*SHORT PROBLEM 1*
Determine whether each of the following statements agrees with the audit report below, answering yes or no and quoting the deciding words of the report: (a) the opinion concerns the financial position as at 31 December 2018; (b) the financial statements are drawn up in accordance with United States accounting standards; (c) the financial statements include a consolidated statement of cash flows of the Group.

--- BEGIN EXTRACTED TEXT ---

Report on the financial statements
In our opinion, the accompanying consolidated financial statements of XP Power Limited (the "Company") and its subsidiary corporations (the "Group") and the balance sheet of the Company are properly drawn up in accordance with the provisions of the Companies Act, Chapter 50 (the "Act") and International Financial Reporting Standards ("IFRS") as adopted by the European Union, so as to give a true and fair view of the consolidated financial position of the Group and the financial position of the Company as at 31 December 2018, and of the consolidated financial performance, consolidated changes in equity and consolidated cash flows of the Group for the financial year ended on that date.
What we have audited
The financial statements of the Company and the Group comprise:
- the consolidated statement of comprehensive income of the Group for the year ended 31 December 2018;
- the consolidated balance sheet of the Group as at 31 December 2018;
- the balance sheet of the Company as at 31 December 2018;
- the consolidated statement of changes in equity of the Group for the year then ended;
- the consolidated statement of cash flows of the Group for the year then ended; and
- the notes to the financial statements, including a summary of significant policies.

--- END EXTRACTED TEXT ---
--- BEGIN MATERIALS PROVIDED ---

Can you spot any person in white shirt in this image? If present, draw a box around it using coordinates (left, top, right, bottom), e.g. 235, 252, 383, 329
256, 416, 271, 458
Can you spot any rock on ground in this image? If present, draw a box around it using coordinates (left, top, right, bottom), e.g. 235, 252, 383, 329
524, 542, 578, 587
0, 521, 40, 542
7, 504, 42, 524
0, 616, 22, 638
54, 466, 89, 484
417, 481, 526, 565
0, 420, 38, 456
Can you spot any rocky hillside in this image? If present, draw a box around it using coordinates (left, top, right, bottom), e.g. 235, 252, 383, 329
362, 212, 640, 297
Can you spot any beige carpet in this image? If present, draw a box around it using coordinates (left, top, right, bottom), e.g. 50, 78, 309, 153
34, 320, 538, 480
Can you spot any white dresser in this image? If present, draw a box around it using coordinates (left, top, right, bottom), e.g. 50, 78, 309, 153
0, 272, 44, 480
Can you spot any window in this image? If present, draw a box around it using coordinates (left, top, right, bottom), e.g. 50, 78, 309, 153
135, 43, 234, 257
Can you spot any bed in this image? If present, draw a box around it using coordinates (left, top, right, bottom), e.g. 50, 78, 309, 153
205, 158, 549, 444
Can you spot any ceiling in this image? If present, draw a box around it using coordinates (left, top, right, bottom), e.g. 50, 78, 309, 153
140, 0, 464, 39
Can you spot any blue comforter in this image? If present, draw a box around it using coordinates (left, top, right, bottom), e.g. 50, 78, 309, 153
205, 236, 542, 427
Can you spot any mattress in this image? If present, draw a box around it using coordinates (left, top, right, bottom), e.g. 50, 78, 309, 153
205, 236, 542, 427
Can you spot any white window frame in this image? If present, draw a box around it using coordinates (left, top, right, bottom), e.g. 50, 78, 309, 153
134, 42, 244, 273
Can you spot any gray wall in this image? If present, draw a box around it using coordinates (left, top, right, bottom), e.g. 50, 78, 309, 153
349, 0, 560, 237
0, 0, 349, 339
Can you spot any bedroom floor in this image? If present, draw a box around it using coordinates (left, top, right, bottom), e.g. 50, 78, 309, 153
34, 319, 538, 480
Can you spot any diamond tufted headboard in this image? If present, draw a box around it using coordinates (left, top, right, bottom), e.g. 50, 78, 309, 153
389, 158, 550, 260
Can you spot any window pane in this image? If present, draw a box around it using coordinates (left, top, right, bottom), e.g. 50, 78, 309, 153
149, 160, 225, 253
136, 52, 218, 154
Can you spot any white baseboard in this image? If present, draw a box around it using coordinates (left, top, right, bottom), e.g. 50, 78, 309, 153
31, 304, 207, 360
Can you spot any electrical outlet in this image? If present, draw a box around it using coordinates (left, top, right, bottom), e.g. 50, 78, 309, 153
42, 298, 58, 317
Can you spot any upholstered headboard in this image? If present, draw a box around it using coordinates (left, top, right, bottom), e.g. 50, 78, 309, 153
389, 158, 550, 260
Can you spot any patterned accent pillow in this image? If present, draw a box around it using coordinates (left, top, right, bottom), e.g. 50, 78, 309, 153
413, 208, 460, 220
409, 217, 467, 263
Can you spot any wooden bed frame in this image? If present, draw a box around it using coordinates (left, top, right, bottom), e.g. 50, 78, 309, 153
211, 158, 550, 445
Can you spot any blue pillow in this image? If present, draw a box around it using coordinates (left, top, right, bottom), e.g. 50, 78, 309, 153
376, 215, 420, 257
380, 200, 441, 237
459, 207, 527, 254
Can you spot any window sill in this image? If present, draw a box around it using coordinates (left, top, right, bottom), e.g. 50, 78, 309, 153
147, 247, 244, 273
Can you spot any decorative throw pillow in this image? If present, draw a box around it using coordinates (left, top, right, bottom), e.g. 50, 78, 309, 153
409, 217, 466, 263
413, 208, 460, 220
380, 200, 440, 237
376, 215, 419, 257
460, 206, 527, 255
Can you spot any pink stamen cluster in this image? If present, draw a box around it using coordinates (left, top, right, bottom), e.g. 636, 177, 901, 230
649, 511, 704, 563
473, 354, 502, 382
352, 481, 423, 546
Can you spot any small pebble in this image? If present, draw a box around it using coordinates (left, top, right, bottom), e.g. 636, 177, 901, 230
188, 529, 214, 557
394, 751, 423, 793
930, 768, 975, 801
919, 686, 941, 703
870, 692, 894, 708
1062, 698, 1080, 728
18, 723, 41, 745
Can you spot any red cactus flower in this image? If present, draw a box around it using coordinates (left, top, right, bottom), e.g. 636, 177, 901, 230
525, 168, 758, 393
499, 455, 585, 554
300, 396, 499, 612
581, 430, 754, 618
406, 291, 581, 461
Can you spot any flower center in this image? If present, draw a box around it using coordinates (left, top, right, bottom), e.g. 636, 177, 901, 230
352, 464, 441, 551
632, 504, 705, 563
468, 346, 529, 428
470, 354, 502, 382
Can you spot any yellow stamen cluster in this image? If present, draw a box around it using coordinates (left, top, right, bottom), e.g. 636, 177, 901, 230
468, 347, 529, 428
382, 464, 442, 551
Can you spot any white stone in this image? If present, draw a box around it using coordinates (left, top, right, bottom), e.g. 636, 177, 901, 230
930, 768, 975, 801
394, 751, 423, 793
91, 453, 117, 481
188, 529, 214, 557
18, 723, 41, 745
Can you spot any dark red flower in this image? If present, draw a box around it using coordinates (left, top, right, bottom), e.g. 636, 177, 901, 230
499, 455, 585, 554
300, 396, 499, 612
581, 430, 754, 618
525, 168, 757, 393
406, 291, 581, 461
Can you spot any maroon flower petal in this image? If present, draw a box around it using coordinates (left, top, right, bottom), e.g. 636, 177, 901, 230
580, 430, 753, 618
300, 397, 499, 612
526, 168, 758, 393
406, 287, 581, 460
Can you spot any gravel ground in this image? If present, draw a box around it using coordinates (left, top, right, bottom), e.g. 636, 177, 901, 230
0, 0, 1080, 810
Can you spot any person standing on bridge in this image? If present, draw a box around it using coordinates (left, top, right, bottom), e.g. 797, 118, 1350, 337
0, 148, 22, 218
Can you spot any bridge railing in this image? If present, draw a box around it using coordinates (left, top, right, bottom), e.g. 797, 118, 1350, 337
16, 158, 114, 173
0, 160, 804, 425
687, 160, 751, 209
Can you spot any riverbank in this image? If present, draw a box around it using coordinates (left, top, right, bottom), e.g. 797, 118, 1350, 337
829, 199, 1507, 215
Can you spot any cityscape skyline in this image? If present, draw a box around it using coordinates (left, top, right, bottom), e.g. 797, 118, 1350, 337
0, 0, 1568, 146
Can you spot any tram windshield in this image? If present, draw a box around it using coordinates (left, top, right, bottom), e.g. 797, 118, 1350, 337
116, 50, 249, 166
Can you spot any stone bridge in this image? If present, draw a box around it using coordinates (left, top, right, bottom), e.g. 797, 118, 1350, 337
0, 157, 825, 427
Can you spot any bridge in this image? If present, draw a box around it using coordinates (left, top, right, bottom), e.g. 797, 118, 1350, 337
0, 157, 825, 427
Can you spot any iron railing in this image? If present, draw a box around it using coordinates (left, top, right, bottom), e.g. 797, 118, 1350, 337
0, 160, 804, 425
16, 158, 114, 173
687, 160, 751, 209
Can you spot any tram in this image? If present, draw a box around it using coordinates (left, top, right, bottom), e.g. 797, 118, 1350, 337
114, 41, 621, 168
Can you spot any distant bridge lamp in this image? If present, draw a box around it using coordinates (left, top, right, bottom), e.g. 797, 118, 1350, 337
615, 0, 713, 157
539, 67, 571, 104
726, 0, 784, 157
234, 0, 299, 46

--- END MATERIALS PROVIDED ---

*SHORT PROBLEM 2*
Lay out as a two-column CSV, with columns named request and answer, only the records in the stretch from the line that contains "Can you spot any maroon" through the line that contains "0, 0, 1080, 810". Use one row per request, put its text and its answer each in one quoted field, and turn line breaks into spaces.

*FINAL RESULT 1*
(a) Yes: "the financial position of the Company as at 31 December 2018"
(b) No: "International Financial Reporting Standards ("IFRS") as adopted by the European Union"
(c) Yes: "the consolidated statement of cash flows of the Group for the year then ended"

*FINAL RESULT 2*
request,answer
"Can you spot any maroon flower petal in this image? If present, draw a box around it using coordinates (left, top, right, bottom), e.g. 636, 177, 901, 230","580, 430, 753, 618 300, 397, 499, 612 526, 168, 758, 393 406, 287, 581, 460"
"Can you spot any gravel ground in this image? If present, draw a box around it using coordinates (left, top, right, bottom), e.g. 636, 177, 901, 230","0, 0, 1080, 810"